Task requirements | Where does the string "facade" appear in the records? Copy each line that holds it.

Supplied material |

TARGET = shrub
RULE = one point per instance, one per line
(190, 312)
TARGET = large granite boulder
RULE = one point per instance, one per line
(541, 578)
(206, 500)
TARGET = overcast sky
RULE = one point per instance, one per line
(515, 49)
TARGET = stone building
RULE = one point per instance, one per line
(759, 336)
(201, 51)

...

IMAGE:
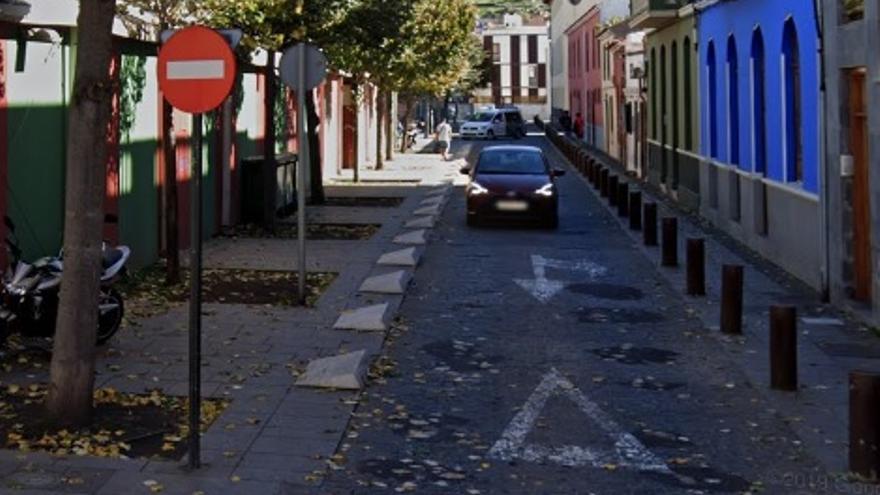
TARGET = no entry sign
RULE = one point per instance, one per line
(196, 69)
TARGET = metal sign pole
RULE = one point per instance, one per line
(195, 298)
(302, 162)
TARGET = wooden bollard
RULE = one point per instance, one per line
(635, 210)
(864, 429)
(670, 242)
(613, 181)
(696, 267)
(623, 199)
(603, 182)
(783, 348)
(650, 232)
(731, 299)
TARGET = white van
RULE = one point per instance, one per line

--

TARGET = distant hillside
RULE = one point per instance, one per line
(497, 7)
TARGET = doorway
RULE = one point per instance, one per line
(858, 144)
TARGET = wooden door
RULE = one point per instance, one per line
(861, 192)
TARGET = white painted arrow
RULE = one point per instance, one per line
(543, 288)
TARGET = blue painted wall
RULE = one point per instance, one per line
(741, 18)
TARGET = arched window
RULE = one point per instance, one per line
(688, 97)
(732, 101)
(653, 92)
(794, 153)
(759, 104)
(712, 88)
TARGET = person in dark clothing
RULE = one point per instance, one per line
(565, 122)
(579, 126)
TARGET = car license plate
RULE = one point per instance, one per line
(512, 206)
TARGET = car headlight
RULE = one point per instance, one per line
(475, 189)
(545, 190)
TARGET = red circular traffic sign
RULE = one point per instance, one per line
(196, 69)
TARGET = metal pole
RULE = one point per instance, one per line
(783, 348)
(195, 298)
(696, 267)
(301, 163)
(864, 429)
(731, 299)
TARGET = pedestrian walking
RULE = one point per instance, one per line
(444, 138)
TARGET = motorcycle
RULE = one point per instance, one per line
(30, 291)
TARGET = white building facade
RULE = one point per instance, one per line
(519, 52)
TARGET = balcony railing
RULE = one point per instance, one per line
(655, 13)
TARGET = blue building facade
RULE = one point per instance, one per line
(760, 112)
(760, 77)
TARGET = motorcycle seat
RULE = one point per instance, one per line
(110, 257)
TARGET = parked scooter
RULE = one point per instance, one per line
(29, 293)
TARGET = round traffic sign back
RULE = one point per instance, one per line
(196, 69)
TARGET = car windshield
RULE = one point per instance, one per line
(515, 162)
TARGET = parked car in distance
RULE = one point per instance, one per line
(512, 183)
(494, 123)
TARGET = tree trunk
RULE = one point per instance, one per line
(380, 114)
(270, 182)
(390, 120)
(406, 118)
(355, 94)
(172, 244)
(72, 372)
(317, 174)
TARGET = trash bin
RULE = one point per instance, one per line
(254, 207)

Reply |
TARGET = white building facade
TARGET = blue building facade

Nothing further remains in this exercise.